■ **Text excerpt**
= = = = = = =

Catholic newspaper weighs in on Supreme Court lethal injection case
By Tony Mauro, From Supreme Court Brief
For more than 50 years, the National Catholic Reporter has covered issues of interest to American Catholics from the sidelines. But the newspaper has stepped into the legal debate over capital punishment by filing a brief urging the U.S. Supreme Court to find Oklahoma’s lethal injection protocol unconstitutional.
That protocol, in particular the use of midazolam as the first of three drugs in Oklahoma executions, is at issue in Glossip v. Gross, set for argument April 29, the final day of oral arguments this term.
“Based on religious convictions, amicus curiae and its readership have an interest in ensuring that human beings are not subjected to the suffering that this method of execution entails,” the National Catholic Reporter brief states. “The use of midazolam as an anesthetic ahead of other drugs meant to paralyze and prematurely extinguish human life is inconsistent with Catholic teachings and this court’s precedent.”
The unusual brief comes to a court that has six Roman Catholic members, at a time when debate over the impact of justices’ religious beliefs on their decision-making has intensified.
The idea of filing a brief began in March, when the editorial boards of four Catholic publications joined in an editorial about the Glossip case and capital punishment in general, concluding that “it is time for our nation to embody its commitment to the right to life by abolishing the death penalty once and for all.”
The recent botched executions of Clayton Lockett in Oklahoma and other inmates in Ohio and Arizona spurred interest in making a forceful joint statement against capital punishment, National Catholic Reporter editor Dennis Coday said in an interview.
After the editorial appeared, according to Coday, the University of California Berkeley School of Law Death Penalty Clinic contacted the paper about participating in an amicus curiae brief. “The fact that four of us [Catholic publications] could get together on the death penalty was worth noting,” Coday said, adding that “we don’t agree on many things” with some of the other publications joining the editorial.
Catholic organizations such as the U.S. Conference of Catholic Bishops file briefs with the high court regularly—four Catholic groups filed briefs against same-sex marriage, for example—but this may be the first by a Catholic publication. Counsel of record for the brief was Robert LoBue, partner at Patterson Belknap Webb & Tyler.

= = = = = = =

■ **Listed entries**

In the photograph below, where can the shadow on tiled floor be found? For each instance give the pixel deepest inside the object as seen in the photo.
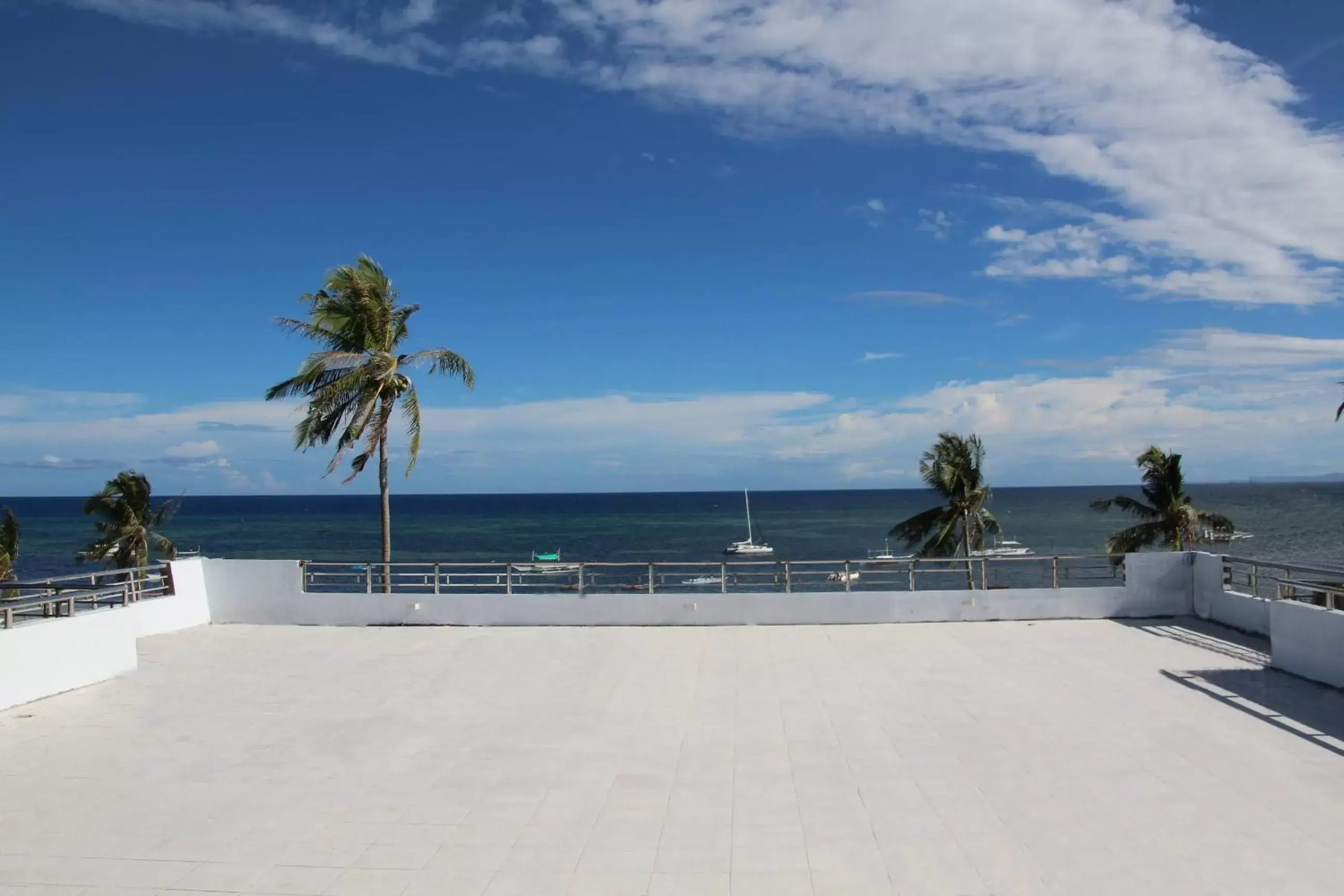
(1304, 708)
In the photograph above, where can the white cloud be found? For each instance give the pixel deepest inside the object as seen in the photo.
(1215, 347)
(1004, 235)
(194, 449)
(911, 297)
(871, 212)
(1225, 397)
(1063, 253)
(416, 14)
(937, 223)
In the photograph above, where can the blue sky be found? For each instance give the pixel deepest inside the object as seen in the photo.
(683, 246)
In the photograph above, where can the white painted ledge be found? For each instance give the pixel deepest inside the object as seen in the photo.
(50, 656)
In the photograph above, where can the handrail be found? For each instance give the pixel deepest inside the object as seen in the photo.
(51, 604)
(538, 577)
(93, 574)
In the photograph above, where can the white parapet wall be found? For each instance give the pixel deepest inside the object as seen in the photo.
(50, 656)
(46, 657)
(1308, 641)
(271, 593)
(1241, 612)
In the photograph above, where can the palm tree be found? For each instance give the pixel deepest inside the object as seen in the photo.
(355, 381)
(1168, 519)
(8, 544)
(954, 468)
(128, 523)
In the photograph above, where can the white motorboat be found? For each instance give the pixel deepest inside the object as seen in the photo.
(1003, 549)
(879, 556)
(750, 546)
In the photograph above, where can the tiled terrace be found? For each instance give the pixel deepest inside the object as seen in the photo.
(1065, 758)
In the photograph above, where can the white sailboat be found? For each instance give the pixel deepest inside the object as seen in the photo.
(750, 546)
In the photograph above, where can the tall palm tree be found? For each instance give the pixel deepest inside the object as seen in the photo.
(952, 468)
(128, 524)
(8, 544)
(1168, 517)
(355, 381)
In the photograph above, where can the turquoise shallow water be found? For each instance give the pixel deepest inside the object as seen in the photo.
(1292, 522)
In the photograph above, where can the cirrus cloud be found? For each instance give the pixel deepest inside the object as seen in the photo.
(1226, 194)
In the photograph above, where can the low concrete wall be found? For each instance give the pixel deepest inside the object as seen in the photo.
(42, 659)
(1241, 612)
(183, 609)
(271, 593)
(48, 657)
(1308, 641)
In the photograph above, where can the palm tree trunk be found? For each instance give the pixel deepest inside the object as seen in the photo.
(386, 504)
(965, 538)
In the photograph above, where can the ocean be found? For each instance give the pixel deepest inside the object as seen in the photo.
(1291, 522)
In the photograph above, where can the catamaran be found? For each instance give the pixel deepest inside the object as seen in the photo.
(750, 546)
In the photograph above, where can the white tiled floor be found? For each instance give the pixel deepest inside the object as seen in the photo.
(1062, 758)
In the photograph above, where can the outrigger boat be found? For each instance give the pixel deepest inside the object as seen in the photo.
(546, 563)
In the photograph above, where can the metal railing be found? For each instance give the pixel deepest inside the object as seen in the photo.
(72, 594)
(1029, 571)
(1273, 581)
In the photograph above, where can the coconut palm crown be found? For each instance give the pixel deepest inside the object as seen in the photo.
(353, 383)
(128, 523)
(1168, 517)
(952, 468)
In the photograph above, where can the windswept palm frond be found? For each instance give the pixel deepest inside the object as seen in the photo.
(955, 469)
(1168, 516)
(353, 385)
(127, 523)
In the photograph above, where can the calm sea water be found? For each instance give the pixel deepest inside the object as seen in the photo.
(1291, 522)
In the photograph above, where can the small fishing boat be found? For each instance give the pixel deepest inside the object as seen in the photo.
(1224, 536)
(749, 547)
(1003, 549)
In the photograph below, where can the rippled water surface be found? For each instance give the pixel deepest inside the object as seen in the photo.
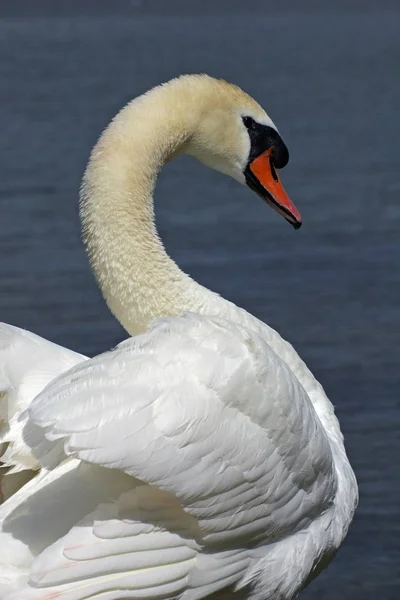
(329, 78)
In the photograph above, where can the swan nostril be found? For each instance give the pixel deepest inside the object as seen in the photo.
(273, 172)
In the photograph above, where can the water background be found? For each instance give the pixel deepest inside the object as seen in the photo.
(328, 74)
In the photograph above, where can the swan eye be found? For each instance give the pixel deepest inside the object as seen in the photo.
(250, 123)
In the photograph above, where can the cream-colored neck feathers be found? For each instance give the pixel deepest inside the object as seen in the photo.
(138, 279)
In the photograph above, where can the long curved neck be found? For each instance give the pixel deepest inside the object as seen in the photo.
(138, 279)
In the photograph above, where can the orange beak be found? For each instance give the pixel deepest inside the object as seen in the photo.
(263, 179)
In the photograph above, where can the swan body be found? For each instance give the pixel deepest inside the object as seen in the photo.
(200, 458)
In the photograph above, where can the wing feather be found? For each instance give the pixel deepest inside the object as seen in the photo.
(205, 410)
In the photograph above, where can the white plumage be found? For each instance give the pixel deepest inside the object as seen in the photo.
(199, 457)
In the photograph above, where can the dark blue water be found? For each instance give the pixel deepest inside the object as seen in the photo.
(330, 80)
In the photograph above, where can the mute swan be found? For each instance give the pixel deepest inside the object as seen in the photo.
(200, 458)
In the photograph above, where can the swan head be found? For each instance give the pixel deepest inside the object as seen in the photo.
(234, 135)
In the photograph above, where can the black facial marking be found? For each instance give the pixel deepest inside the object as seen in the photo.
(263, 137)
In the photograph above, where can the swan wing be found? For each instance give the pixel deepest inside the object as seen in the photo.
(223, 447)
(27, 364)
(204, 409)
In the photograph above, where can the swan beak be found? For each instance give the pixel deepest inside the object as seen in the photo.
(262, 177)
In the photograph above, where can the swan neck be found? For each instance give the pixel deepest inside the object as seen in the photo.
(138, 279)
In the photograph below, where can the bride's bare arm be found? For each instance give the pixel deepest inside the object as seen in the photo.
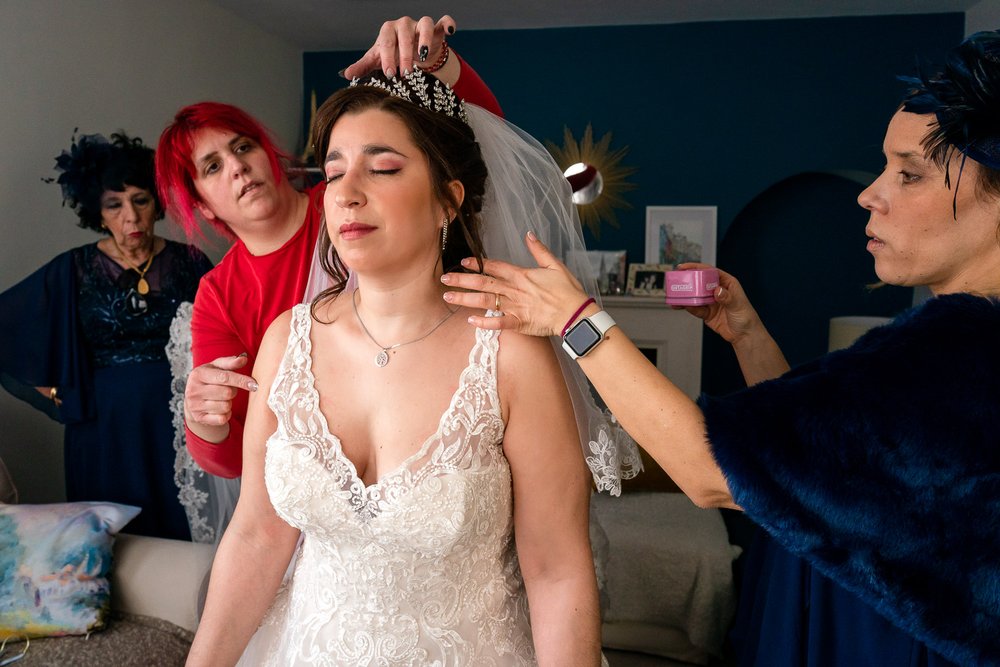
(551, 485)
(258, 545)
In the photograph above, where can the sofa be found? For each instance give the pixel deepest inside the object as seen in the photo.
(157, 590)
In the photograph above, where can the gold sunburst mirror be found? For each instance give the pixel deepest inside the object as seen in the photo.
(596, 175)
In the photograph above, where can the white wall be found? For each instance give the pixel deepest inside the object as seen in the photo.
(104, 65)
(983, 16)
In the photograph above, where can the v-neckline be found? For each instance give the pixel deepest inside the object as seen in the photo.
(338, 448)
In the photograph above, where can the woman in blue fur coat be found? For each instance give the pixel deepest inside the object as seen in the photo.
(877, 468)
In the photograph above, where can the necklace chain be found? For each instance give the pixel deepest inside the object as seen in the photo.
(142, 286)
(382, 358)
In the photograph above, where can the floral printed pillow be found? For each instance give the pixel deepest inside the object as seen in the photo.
(54, 566)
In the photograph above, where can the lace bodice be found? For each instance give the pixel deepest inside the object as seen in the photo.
(418, 568)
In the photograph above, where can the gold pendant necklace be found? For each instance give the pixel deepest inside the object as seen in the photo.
(142, 287)
(382, 358)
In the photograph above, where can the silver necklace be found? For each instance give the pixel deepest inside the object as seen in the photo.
(382, 358)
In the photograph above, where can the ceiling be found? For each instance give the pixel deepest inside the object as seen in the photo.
(330, 25)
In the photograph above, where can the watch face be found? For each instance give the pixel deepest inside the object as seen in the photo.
(582, 337)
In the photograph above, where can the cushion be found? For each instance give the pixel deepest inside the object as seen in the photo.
(130, 640)
(8, 492)
(54, 565)
(669, 576)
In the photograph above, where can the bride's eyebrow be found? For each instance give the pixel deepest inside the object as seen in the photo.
(367, 149)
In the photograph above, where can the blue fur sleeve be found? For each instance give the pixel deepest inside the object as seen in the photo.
(880, 464)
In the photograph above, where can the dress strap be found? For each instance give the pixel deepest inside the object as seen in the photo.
(297, 358)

= = = = = = =

■ **What to do**
Continue the article on the National Catholic Reporter's lethal injection brief from the point where it stops. The entries are separate from the article about the Catholic newspaper's brief and have no connection to it.

■ **Output for this exercise**
The brief details the history of the Catholic Church’s stance on capital punishment and torture. Critics of Oklahoma’s protocol say midazolam does not reliably put a condemned person in deep unconsciousness, making it possible he or she will suffer intense pain when the next drugs are administered.
“The use of midazolam in executions creates a substantial risk that the condemned will suffer torturous pain or suffering prior to death,” the brief states. “The Catechism of the Church identifies torture as a grave sin that violates the Fifth Commandment.”
As for the death penalty generally, the brief notes that U.S. Catholic bishops have opposed the death penalty for more than 30 years, and Pope John Paul II in 1995 said the death penalty should be used only in cases of “absolute necessity,” when “it would not be possible otherwise to defend society.”
That exception has narrowed in recent years, with Pope Francis stating last year that it is “impossible to imagine that states today cannot make use of another means than capital punishment to defend peoples’ lives from an unjust aggressor.”
Coday said the brief was not aimed solely at the court’s six Catholic members—Chief Justice John Roberts Jr. and Justices Antonin Scalia, Anthony Kennedy, Clarence Thomas, Samuel Alito Jr. and Sonia Sotomayor.
He explained that in assessing the constitutionality of execution methods under the Eighth Amendment’s “cruel and unusual punishment” standard, “the views of religious organizations are relevant.”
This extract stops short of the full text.